**What is being asked:** Report every line of the records beneath this task that holds the string "horse".

**Study material:**
Segment Open

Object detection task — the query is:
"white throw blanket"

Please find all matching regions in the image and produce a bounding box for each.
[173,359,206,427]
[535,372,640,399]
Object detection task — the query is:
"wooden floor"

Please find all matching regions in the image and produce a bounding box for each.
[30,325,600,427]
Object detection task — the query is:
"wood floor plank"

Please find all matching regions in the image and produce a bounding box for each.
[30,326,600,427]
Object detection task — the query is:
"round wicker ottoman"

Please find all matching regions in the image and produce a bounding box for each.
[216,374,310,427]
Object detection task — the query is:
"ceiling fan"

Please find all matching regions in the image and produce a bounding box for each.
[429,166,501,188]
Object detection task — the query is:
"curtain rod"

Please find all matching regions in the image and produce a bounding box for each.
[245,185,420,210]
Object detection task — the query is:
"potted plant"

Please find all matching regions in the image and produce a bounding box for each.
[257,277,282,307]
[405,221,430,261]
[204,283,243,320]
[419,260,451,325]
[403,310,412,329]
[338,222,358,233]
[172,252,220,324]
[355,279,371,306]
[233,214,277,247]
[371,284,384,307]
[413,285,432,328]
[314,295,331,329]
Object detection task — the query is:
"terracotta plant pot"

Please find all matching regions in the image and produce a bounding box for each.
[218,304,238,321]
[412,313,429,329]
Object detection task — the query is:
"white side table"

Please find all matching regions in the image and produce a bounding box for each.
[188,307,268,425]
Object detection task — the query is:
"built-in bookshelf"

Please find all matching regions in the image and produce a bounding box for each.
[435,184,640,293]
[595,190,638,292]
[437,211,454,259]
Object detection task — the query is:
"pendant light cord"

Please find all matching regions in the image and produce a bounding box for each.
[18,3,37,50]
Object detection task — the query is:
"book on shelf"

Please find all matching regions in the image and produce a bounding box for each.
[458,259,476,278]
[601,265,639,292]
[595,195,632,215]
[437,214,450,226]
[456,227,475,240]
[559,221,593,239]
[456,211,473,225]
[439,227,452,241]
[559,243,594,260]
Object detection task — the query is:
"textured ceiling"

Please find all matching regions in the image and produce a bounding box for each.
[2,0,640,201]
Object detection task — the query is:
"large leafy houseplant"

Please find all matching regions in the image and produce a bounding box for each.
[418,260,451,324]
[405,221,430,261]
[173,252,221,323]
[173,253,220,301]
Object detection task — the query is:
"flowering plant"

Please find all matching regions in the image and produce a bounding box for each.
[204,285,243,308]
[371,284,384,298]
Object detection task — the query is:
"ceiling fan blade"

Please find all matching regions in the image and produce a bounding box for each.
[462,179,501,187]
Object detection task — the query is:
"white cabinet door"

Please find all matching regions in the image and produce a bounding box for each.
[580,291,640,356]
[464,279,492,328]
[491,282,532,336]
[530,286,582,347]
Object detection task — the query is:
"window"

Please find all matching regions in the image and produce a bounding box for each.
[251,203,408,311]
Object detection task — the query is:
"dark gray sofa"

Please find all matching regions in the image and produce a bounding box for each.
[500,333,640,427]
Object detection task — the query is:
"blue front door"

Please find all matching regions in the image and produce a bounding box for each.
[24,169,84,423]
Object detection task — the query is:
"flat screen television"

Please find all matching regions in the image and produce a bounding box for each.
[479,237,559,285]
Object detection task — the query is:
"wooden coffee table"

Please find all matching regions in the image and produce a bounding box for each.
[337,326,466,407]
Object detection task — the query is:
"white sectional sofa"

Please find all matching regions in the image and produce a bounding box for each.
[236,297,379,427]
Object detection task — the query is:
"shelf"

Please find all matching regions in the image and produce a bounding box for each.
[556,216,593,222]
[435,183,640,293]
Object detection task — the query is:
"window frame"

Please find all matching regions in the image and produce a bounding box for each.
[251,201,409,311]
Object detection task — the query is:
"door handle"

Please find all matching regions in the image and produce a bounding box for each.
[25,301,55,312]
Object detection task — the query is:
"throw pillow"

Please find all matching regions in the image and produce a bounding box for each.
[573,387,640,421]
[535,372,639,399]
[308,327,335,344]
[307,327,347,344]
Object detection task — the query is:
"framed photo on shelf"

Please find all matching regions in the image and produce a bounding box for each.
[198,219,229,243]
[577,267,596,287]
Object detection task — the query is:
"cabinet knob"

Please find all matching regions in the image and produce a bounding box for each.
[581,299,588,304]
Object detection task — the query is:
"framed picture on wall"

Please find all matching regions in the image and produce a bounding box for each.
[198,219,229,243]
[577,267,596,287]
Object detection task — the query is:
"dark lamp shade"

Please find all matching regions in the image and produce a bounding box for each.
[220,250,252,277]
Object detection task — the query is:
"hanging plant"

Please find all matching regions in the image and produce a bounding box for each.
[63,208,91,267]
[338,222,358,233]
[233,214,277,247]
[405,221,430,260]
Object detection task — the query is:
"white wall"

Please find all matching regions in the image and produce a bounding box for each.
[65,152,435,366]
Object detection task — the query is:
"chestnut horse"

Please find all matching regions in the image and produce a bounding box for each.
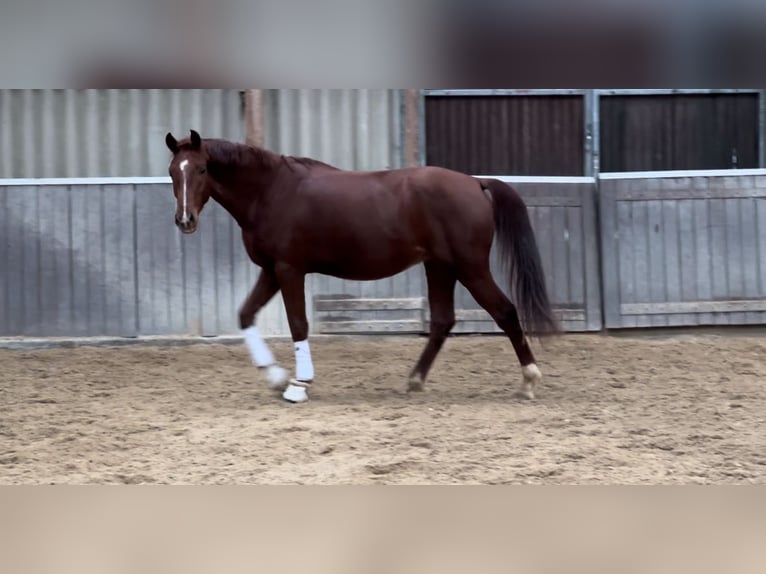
[165,130,558,403]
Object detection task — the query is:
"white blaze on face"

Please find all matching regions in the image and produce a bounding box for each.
[179,159,190,224]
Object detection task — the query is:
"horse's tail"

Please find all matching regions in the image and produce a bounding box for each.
[477,177,560,336]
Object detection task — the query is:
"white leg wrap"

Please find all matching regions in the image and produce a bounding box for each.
[519,363,542,400]
[294,339,314,382]
[265,365,289,390]
[243,326,275,367]
[522,363,542,381]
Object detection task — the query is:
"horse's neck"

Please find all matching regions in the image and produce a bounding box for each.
[209,165,279,229]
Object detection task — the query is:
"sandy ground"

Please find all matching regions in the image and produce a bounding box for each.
[1,333,765,484]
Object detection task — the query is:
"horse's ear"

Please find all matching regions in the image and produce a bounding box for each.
[190,129,202,150]
[165,132,179,153]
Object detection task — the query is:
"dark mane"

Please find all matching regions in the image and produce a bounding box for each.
[284,155,339,171]
[187,138,279,171]
[182,138,338,174]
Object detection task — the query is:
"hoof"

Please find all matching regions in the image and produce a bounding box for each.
[519,363,542,401]
[263,365,289,391]
[407,378,424,393]
[282,380,310,403]
[513,388,535,401]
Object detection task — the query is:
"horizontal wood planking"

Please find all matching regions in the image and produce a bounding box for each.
[314,298,426,312]
[315,320,425,334]
[621,301,766,315]
[600,174,766,328]
[451,181,602,333]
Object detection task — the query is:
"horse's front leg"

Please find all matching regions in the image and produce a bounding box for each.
[275,263,314,404]
[239,268,290,391]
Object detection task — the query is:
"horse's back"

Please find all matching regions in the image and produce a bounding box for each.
[299,163,491,234]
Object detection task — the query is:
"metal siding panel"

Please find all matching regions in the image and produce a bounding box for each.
[199,206,219,336]
[63,91,78,178]
[56,185,75,334]
[0,92,11,177]
[68,186,92,336]
[230,225,250,333]
[0,188,5,332]
[22,187,40,335]
[0,188,6,333]
[135,187,158,335]
[101,185,138,336]
[91,186,110,334]
[262,90,400,172]
[36,186,72,336]
[52,185,73,335]
[259,291,289,338]
[165,200,188,334]
[4,188,25,334]
[181,219,203,335]
[135,183,184,335]
[67,188,87,337]
[20,91,36,178]
[0,90,245,178]
[213,204,237,334]
[85,91,102,176]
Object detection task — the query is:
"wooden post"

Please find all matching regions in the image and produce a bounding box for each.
[244,89,265,147]
[403,89,422,167]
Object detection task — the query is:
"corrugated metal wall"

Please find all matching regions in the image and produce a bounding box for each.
[0,90,245,178]
[0,89,404,178]
[4,90,766,340]
[599,93,759,172]
[262,89,403,170]
[423,95,585,176]
[600,171,766,328]
[0,89,408,339]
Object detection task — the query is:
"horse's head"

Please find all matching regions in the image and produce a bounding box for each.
[165,129,211,234]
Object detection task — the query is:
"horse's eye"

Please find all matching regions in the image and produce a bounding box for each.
[199,167,206,174]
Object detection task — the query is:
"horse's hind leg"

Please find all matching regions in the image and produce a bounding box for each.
[239,268,290,390]
[275,263,314,404]
[459,269,541,399]
[408,262,457,392]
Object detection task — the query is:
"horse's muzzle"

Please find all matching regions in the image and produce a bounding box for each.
[175,213,197,234]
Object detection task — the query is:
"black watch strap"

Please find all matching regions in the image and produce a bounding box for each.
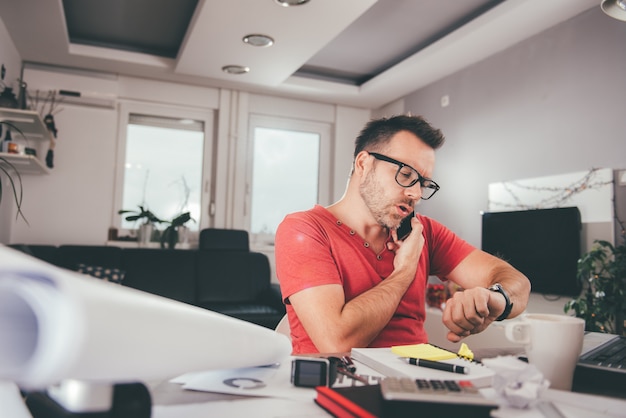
[488,283,513,321]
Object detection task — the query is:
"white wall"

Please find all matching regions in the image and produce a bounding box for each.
[394,8,626,314]
[11,104,118,245]
[401,7,626,249]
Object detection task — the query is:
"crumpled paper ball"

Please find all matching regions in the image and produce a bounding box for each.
[482,355,550,408]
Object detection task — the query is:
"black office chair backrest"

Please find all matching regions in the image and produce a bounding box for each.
[199,228,249,251]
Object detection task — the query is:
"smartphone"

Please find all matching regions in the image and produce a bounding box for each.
[397,212,415,240]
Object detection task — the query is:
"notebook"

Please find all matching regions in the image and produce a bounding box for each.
[350,344,495,388]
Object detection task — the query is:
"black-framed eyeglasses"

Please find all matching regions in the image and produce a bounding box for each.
[368,152,440,200]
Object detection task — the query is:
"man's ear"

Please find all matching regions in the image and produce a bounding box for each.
[353,151,371,177]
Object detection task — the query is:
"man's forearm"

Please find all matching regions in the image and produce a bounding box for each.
[319,268,415,352]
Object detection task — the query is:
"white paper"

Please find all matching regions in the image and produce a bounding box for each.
[482,356,548,409]
[0,245,292,389]
[179,362,314,401]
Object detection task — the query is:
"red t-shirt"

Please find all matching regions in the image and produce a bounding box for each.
[275,205,475,354]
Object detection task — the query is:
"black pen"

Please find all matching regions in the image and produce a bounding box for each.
[405,358,468,375]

Segment Closed

**Response:**
"chestnut horse"
"horse's tail"
"horse's neck"
"horse's ear"
"horse's front leg"
"horse's back"
"horse's head"
"horse's eye"
"horse's hind leg"
"horse's muzzle"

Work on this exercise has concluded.